# Text block
::::

European Union–Singapore Free Trade Agreement
- Location of Singapore and of the European Union
- Type: Trade agreement
- Signed: 19 October 2018
- Location: Brussels, Belgium
- Effective: 21 November 2019
- Condition: Ratification by all signatories
- Signatories: Singapore; European Union; All 27 EU member states;
- Ratifiers: 2 (Singapore and the European Union)
- Languages: All 24 official EU languages except Irish Bulgarian; Croatian; Czech; Danish; Dutch; English; Estonian; Finnish; French; German; Greek; Hungarian; Italian; Latvian; Lithuanian; Maltese; Polish; Portuguese; Romanian; Slovak; Slovene; Spanish; Swedish; ;

= European Union–Singapore Free Trade Agreement =

The EU-Singapore Free Trade Agreement, acronym EUSFTA, is a signed and ratified free trade and bilateral investment treaty between the European Union and Singapore. The negotiations began in March 2010 and the first text was presented in September 2013. The negotiations on goods and services were completed in 2012, while talks on investment protection were concluded in October 2014.

The agreement was the first free trade agreement of the European Union with a member of the Association of Southeast Asian Nations and the third agreement with an Asian country after South Korea and Japan. Singapore is the EU's 14th largest trading partner.

::::

# Instruction
Reproduce the passage on the EU–Singapore Free Trade Agreement word for word, covering everything from "The EU-Singapore Free" down to "largest trading partner.".

::::

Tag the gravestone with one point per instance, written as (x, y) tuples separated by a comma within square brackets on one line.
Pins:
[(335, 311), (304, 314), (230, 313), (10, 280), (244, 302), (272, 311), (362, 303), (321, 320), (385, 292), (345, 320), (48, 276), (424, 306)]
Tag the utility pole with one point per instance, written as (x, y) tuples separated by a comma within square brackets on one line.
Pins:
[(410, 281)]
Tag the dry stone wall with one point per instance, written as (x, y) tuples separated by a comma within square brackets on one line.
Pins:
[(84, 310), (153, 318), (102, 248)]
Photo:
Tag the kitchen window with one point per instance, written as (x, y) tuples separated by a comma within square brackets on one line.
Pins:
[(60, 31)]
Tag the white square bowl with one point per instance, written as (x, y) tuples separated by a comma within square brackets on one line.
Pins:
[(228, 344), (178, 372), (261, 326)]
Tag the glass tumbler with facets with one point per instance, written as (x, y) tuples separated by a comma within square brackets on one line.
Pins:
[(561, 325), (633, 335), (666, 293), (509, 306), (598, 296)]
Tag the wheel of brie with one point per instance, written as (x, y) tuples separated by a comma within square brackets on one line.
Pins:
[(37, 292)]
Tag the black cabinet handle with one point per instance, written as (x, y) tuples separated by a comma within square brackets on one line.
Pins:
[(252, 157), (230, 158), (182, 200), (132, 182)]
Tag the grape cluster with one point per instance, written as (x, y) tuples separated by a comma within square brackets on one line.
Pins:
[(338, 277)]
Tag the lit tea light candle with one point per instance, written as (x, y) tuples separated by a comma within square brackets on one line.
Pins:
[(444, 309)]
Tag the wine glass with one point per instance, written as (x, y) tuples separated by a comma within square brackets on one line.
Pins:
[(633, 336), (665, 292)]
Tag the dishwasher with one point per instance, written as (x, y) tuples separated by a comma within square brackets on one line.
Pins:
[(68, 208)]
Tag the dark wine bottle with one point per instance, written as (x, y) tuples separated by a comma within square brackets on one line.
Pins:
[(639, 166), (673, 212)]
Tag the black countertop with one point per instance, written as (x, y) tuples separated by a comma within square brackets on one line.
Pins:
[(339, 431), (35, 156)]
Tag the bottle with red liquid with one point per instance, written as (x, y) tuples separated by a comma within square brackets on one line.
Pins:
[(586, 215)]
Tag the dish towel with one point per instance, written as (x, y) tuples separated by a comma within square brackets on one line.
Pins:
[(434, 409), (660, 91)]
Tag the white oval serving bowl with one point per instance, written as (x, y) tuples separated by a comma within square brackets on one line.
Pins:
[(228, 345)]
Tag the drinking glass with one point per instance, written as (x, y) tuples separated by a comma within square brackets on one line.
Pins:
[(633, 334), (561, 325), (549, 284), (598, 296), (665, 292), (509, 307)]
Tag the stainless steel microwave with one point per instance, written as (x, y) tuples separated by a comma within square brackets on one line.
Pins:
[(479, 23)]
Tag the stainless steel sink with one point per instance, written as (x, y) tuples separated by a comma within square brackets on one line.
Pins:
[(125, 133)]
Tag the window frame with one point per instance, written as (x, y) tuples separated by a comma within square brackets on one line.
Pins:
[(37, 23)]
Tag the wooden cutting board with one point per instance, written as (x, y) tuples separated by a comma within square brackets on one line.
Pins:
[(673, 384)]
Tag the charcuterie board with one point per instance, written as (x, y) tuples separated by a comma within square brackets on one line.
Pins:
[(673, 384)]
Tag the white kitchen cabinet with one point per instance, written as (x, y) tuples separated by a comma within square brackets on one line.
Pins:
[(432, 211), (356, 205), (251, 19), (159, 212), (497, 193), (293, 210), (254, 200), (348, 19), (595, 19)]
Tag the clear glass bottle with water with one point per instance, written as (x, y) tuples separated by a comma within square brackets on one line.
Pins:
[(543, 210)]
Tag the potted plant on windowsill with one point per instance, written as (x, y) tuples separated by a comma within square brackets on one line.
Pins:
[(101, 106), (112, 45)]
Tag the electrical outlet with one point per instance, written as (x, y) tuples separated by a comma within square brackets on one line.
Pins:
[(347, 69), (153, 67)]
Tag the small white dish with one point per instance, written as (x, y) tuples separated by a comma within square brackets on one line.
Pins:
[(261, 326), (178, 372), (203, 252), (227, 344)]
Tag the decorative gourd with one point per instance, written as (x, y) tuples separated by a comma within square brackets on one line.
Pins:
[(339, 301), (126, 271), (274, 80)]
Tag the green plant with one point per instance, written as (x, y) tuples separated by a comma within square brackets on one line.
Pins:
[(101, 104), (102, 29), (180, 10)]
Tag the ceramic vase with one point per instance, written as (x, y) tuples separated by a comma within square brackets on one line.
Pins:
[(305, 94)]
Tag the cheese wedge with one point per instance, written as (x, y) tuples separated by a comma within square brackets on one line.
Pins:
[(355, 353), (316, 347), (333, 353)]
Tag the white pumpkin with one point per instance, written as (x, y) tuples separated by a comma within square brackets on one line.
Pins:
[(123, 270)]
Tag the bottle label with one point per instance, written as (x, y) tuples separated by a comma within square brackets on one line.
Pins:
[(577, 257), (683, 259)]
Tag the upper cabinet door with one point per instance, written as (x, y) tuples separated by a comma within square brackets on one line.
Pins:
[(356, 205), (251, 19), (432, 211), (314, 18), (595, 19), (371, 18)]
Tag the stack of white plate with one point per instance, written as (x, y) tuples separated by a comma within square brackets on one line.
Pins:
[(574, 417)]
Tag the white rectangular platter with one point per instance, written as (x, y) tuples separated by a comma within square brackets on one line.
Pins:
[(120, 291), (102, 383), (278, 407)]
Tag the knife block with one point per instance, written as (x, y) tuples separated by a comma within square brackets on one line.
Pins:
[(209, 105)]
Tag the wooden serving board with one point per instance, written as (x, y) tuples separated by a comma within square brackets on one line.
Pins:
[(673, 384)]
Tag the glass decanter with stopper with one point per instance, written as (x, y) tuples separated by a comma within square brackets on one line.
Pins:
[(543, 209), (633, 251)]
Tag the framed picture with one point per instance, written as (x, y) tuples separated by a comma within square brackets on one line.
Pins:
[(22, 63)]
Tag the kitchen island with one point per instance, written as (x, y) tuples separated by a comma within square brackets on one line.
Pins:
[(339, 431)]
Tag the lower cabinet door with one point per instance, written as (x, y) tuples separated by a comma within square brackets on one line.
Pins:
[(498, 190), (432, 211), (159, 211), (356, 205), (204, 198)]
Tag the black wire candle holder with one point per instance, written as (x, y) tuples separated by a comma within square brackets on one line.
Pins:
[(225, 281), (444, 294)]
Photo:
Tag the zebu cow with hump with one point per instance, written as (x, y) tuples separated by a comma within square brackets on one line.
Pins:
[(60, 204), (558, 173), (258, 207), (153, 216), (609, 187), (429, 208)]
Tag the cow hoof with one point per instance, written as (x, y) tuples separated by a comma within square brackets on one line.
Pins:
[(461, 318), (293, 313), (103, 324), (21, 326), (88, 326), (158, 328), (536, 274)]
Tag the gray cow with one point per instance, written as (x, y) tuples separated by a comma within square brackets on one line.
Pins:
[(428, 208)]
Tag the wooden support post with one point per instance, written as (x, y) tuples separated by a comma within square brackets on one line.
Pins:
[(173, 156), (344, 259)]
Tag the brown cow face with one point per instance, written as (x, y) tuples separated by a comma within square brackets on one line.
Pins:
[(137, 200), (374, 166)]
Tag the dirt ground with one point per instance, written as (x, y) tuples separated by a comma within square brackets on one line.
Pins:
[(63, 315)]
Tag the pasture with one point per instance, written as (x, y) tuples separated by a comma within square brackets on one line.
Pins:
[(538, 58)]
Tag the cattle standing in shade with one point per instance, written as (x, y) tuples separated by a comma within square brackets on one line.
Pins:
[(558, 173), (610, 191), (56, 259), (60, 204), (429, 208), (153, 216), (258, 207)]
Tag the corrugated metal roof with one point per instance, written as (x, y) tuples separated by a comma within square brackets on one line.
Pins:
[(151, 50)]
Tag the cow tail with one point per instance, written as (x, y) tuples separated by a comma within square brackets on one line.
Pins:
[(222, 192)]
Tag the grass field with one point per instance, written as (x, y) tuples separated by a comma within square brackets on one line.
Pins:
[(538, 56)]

::::

# Result of the task
The EU-Singapore Free Trade Agreement, acronym EUSFTA, is a signed and ratified free trade and bilateral investment treaty between the European Union and Singapore. The negotiations began in March 2010 and the first text was presented in September 2013. The negotiations on goods and services were completed in 2012, while talks on investment protection were concluded in October 2014.

The agreement was the first free trade agreement of the European Union with a member of the Association of Southeast Asian Nations and the third agreement with an Asian country after South Korea and Japan. Singapore is the EU's 14th largest trading partner.